------ Source data

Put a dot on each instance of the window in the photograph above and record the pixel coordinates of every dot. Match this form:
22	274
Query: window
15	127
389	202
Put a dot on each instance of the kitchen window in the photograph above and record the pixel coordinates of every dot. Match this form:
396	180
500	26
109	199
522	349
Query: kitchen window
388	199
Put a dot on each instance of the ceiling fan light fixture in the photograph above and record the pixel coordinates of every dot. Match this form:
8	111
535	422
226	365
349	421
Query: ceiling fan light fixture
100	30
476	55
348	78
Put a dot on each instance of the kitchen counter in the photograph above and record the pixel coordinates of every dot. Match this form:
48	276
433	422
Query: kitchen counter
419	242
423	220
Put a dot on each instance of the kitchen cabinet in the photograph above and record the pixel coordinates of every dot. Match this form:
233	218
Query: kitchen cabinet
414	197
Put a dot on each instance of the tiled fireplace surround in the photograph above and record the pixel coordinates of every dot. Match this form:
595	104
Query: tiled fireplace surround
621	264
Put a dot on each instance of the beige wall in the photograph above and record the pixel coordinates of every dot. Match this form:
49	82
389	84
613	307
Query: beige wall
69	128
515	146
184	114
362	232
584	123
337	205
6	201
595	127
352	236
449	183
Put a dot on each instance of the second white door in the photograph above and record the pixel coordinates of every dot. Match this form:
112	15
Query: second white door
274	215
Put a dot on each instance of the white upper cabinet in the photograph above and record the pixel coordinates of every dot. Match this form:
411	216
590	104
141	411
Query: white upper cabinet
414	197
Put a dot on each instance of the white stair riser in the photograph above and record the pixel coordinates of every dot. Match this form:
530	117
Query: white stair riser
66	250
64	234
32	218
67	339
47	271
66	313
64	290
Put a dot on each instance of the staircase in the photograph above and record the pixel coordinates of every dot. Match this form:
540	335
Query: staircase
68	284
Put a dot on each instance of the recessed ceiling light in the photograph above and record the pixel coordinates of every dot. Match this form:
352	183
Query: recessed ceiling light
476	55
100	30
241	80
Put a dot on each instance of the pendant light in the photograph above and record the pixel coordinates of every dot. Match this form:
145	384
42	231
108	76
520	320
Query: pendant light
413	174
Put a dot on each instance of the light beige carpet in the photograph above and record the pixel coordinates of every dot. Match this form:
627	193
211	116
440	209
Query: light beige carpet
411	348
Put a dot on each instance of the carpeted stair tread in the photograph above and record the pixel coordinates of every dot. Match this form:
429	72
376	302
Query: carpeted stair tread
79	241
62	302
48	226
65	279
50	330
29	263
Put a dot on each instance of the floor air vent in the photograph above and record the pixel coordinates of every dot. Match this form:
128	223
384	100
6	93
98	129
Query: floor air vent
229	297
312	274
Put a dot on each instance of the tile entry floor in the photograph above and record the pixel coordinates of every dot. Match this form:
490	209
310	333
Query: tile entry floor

------------

Given exercise:
Write out the whole listing above again word for word, keeping every line in its original order.

Expected answer:
Put a dot on each instance of the window in the photograph above and record the pixel coordinates of every dot. Match this form:
22	274
Query: window
15	127
389	202
Put a dot on each instance of the kitchen window in the photograph above and record the pixel coordinates of every dot. Match this form:
396	180
500	26
109	199
522	349
Query: kitchen window
388	199
Put a dot on each instance of the ceiling fan light fixture in the photograph above and record the pixel coordinates of every dot. Match this form:
8	111
535	422
226	365
349	421
Query: ceiling fan light fixture
100	30
476	55
348	78
Put a dot on each instance of the kitchen counter in the photograph above and record the pixel coordinates of every dot. Match this form:
48	276
433	422
Query: kitchen counter
419	242
423	220
Put a dot on each instance of the kitchen cabinet in the photograph above and record the pixel coordinates of every dot. Match this form:
233	218
Query: kitchen cabinet
414	197
Put a dot on each instance of the tiled fireplace surround in the photograph above and record the pixel coordinates of every dot. Match this form:
595	104
Query: tiled fireplace surround
621	264
Put a dot on each instance of the beige wall in the photograph above and record the pixel coordinates of every dot. Match this form:
49	82
389	84
613	307
Query: beige wall
69	128
515	146
184	114
362	232
584	123
337	205
6	201
595	127
352	236
449	183
Put a dot on each instance of the second white door in the photograph above and record the pixel coordinates of every dot. Match this form:
112	15
Query: second white door
274	215
Put a dot on each instance of the white upper cabinet in the photograph above and record the pixel coordinates of every dot. Match this form:
411	216
590	104
141	411
Query: white upper cabinet
414	197
Put a dot on each instance of the white stair riser in the photograph above and record the pixel coordinates of every dot. Match this form:
530	117
Query: white stair riser
66	250
64	234
32	218
67	339
47	271
66	313
64	290
Put a dot on each instance of the staircase in the photograph above and record the pixel coordinates of every dot. Match this form:
540	335
Query: staircase
68	284
Put a dot on each instance of the recessed ceiling light in the photograph above and record the pixel coordinates of every dot. Match this form:
352	183
Query: recessed ceiling light
476	55
100	30
241	80
Put a dot on each instance of the pendant light in the photograph above and record the pixel coordinates of every dot. Match this form:
145	384
42	231
108	76
520	320
Query: pendant light
413	174
Put a dot on each instance of the light beige carpet in the photograph above and record the pixel coordinates of every dot. Match this form:
627	193
211	116
440	209
Query: light beige carpet
411	348
Put a dot on each instance of the carpeted stair tread in the photograph above and record the pixel coordinates of every dot. Match this form:
429	72
376	302
Query: carpeted stair tread
79	241
62	302
48	226
65	279
50	330
29	263
Put a dot on each instance of the floor air vent in the photograph above and record the pixel coordinates of every dot. Match this form:
128	223
384	100
6	93
98	129
Query: floor air vent
229	297
312	274
Put a dot on each instance of the tile entry floor in the photograph above and record the pixel coordinates of every dot. Match this form:
490	209
310	333
Query: tile entry floor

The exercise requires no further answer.